> [Selected text]
━━━

Just as EFF sounded the alarm about the UK’s attempt to move forward with a mass surveillance bill and kept the pressure on before Canada’s online surveillance bill was temporarily shelved in the face of an outcry from privacy advocates, we’re ready to join Australians in pushing back against this latest bid for greater online spying powers Down Under.

Last week, Australian Attorney General Nicola Roxon submitted to Parliament a package of proposals intended to advance a National Security Inquiry in an effort to expand governmental surveillance powers. In a 60-page discussion paper, Roxon calls for making it easier for law enforcement and intelligence agencies to spy on Twitter and Facebook users, which would likely be achieved by compelling companies to create backdoors to enable surveillance. The proposals also revive a controversial data retention regime. And an especially problematic proposal would go so far as to establish a new crime: failure to assist law enforcement in the decryption of communications.

━━━

Named-object pointing records
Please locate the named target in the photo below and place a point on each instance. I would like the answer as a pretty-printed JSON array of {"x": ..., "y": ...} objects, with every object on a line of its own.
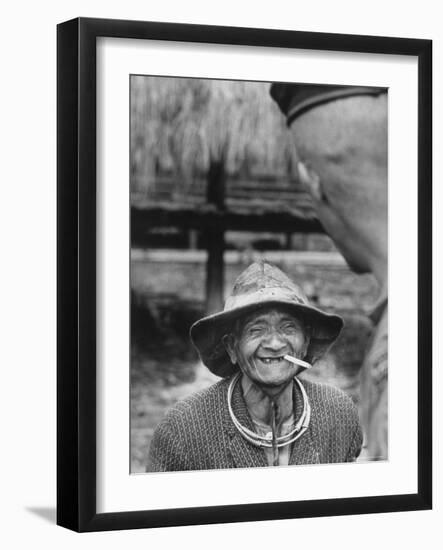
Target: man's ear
[{"x": 228, "y": 341}]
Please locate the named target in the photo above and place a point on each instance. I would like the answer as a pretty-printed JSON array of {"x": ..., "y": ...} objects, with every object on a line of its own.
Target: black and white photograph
[{"x": 258, "y": 274}]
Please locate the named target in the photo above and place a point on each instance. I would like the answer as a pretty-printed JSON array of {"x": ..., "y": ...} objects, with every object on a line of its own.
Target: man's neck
[{"x": 260, "y": 401}]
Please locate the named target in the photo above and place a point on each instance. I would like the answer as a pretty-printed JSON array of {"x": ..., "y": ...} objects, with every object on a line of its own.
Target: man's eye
[
  {"x": 290, "y": 327},
  {"x": 255, "y": 330}
]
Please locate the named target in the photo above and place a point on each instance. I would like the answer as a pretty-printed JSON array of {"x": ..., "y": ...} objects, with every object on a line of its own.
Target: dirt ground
[{"x": 168, "y": 296}]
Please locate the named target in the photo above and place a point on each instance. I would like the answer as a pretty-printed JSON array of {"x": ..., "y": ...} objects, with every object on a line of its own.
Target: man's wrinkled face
[{"x": 260, "y": 342}]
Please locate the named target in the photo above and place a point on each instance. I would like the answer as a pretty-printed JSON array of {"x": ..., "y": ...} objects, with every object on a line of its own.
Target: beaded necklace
[{"x": 268, "y": 441}]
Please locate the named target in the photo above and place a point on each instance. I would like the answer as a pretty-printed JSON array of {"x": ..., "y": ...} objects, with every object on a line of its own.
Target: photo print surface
[{"x": 258, "y": 274}]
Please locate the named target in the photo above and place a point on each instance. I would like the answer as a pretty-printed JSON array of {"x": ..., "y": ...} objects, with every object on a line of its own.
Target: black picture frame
[{"x": 76, "y": 273}]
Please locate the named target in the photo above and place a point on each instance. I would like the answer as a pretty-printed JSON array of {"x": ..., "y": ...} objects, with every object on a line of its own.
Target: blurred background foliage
[{"x": 182, "y": 125}]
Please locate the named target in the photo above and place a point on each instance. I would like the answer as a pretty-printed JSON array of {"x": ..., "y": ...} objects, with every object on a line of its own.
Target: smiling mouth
[{"x": 272, "y": 360}]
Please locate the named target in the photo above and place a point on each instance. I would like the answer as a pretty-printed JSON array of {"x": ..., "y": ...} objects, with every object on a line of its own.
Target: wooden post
[{"x": 215, "y": 195}]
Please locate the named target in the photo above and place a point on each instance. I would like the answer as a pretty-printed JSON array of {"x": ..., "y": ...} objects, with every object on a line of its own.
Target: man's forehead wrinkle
[{"x": 265, "y": 316}]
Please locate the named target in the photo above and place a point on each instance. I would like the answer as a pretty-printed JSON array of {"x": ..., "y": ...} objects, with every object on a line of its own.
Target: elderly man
[
  {"x": 260, "y": 413},
  {"x": 340, "y": 133}
]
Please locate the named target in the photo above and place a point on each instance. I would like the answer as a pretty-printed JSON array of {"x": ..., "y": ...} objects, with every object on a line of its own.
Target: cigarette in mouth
[{"x": 296, "y": 361}]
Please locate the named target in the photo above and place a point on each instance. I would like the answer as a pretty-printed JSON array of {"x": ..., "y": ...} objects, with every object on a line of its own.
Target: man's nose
[{"x": 274, "y": 340}]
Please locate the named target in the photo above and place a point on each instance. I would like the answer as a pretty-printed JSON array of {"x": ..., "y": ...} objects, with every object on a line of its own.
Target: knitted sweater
[{"x": 198, "y": 433}]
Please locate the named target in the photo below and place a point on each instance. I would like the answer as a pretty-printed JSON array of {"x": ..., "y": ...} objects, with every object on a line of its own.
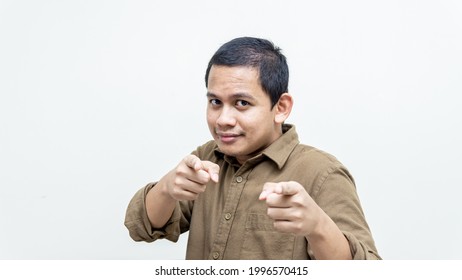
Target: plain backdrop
[{"x": 98, "y": 98}]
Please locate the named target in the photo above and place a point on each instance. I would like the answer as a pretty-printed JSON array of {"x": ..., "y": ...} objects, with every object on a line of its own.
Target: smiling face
[{"x": 239, "y": 113}]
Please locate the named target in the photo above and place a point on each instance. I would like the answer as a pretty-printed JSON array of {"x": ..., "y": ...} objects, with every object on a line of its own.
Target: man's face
[{"x": 239, "y": 113}]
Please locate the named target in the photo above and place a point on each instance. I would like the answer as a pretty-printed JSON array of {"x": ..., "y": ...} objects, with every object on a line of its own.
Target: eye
[
  {"x": 214, "y": 102},
  {"x": 242, "y": 103}
]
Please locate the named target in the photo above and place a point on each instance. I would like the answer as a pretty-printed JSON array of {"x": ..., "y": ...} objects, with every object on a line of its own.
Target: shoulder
[{"x": 313, "y": 156}]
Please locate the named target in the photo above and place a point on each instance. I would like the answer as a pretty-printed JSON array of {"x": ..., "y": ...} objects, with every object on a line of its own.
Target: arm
[
  {"x": 293, "y": 210},
  {"x": 185, "y": 182}
]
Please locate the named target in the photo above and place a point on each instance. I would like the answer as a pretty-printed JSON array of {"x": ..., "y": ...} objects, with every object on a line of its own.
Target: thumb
[
  {"x": 269, "y": 188},
  {"x": 213, "y": 169}
]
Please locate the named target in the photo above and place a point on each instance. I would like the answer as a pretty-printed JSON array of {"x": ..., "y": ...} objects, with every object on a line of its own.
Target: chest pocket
[{"x": 262, "y": 241}]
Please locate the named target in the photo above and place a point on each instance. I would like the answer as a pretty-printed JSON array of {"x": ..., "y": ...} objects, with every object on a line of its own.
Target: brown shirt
[{"x": 228, "y": 221}]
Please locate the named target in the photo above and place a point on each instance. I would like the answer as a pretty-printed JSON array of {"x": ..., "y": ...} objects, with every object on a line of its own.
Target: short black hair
[{"x": 261, "y": 54}]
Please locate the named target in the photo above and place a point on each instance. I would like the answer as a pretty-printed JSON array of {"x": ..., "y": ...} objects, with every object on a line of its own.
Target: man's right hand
[{"x": 190, "y": 177}]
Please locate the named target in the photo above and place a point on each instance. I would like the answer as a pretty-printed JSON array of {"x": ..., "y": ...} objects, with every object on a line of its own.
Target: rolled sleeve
[
  {"x": 360, "y": 251},
  {"x": 137, "y": 221},
  {"x": 337, "y": 196}
]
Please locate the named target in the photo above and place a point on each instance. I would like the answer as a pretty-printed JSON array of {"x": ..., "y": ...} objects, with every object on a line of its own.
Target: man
[{"x": 254, "y": 192}]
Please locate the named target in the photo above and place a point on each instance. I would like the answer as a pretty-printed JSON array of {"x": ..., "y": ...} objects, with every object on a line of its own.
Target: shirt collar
[{"x": 279, "y": 151}]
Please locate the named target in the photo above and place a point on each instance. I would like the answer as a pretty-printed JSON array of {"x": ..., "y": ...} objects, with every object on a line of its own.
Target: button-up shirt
[{"x": 228, "y": 221}]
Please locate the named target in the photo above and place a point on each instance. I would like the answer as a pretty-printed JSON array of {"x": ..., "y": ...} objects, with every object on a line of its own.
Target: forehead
[{"x": 223, "y": 79}]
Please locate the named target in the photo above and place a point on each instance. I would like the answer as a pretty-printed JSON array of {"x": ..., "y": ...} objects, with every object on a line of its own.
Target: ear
[{"x": 283, "y": 108}]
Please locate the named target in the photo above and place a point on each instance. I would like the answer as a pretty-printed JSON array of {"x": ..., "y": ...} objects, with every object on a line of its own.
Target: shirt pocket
[{"x": 262, "y": 241}]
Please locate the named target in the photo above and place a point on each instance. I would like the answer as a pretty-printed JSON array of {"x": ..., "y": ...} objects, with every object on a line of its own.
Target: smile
[{"x": 228, "y": 138}]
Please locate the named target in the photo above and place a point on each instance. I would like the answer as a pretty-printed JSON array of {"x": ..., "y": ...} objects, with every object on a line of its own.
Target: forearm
[
  {"x": 328, "y": 242},
  {"x": 159, "y": 204}
]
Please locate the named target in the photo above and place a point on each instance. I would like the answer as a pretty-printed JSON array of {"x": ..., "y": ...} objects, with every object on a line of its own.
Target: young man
[{"x": 254, "y": 192}]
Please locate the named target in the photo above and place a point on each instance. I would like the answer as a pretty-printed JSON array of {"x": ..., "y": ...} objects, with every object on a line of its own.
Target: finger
[
  {"x": 193, "y": 162},
  {"x": 213, "y": 170},
  {"x": 268, "y": 188},
  {"x": 278, "y": 200},
  {"x": 185, "y": 184},
  {"x": 288, "y": 188}
]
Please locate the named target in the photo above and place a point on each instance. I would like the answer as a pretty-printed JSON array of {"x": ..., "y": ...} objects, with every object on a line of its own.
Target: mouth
[{"x": 228, "y": 138}]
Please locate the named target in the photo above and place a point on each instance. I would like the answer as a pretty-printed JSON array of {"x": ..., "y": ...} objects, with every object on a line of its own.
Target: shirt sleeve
[
  {"x": 139, "y": 227},
  {"x": 336, "y": 194}
]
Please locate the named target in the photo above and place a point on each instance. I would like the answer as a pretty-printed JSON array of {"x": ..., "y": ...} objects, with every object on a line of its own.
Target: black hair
[{"x": 260, "y": 54}]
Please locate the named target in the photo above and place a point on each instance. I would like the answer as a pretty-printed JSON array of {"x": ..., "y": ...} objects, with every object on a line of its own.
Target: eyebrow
[{"x": 234, "y": 96}]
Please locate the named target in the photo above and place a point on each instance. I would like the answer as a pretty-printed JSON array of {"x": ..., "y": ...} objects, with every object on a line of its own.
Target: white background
[{"x": 98, "y": 98}]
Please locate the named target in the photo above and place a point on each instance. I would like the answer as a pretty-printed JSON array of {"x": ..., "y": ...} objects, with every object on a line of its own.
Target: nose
[{"x": 227, "y": 117}]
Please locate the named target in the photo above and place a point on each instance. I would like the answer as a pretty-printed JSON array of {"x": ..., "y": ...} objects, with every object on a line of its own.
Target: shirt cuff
[
  {"x": 137, "y": 221},
  {"x": 360, "y": 251}
]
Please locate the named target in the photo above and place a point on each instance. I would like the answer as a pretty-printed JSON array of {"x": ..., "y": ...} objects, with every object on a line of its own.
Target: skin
[{"x": 243, "y": 123}]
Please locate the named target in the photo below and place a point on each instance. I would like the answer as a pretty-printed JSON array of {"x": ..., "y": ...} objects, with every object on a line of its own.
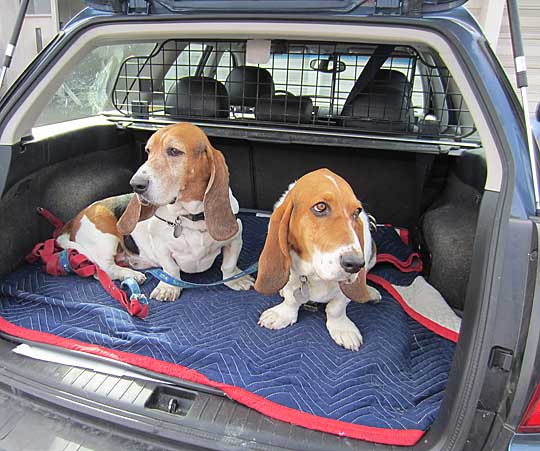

━━━

> [Job A]
Update the passage on the Australian surveillance proposals, between "Just as EFF" and "powers Down Under.", inclusive, replacing "Down Under" with "in Australia".
> [Job B]
Write what comes next in the piece on the Australian surveillance proposals, picking up after its final sentence.

> [Exercise response A]
Just as EFF sounded the alarm about the UK’s attempt to move forward with a mass surveillance bill and kept the pressure on before Canada’s online surveillance bill was temporarily shelved in the face of an outcry from privacy advocates, we’re ready to join Australians in pushing back against this latest bid for greater online spying powers in Australia.

> [Exercise response B]
The bulleted list of proposed reforms, which Roxon submitted to Parliament’s Joint Committee on Intelligence and Security committee, reflects a wish list of Australia’s intelligence agencies. The discussion paper proposes to revise four laws relating to the surveillance activities of Australia’s six intelligence bodies, at great cost to Australians’ civil liberties. The proposed changes are divided into three categories: those that the government “wishes to progress,” those it’s considering, and those it’s seeking advice on.

On a broad level, the discussion paper makes it clear that intelligence agencies are seeking nothing less than a radical overhaul of Australia’s wiretapping laws.[1] “The magnitude of change to the telecommunications environment suggests that further piecemeal amendments to the existing Act will not be sufficient,” the paper states, in reference to the Telecommunications Interception and Access (TIA) Act of 1979. “Rather, holistic reform that reassesses the current assumptions is needed in order to establish a new foundation for the interception regime that reflects contemporary practice.”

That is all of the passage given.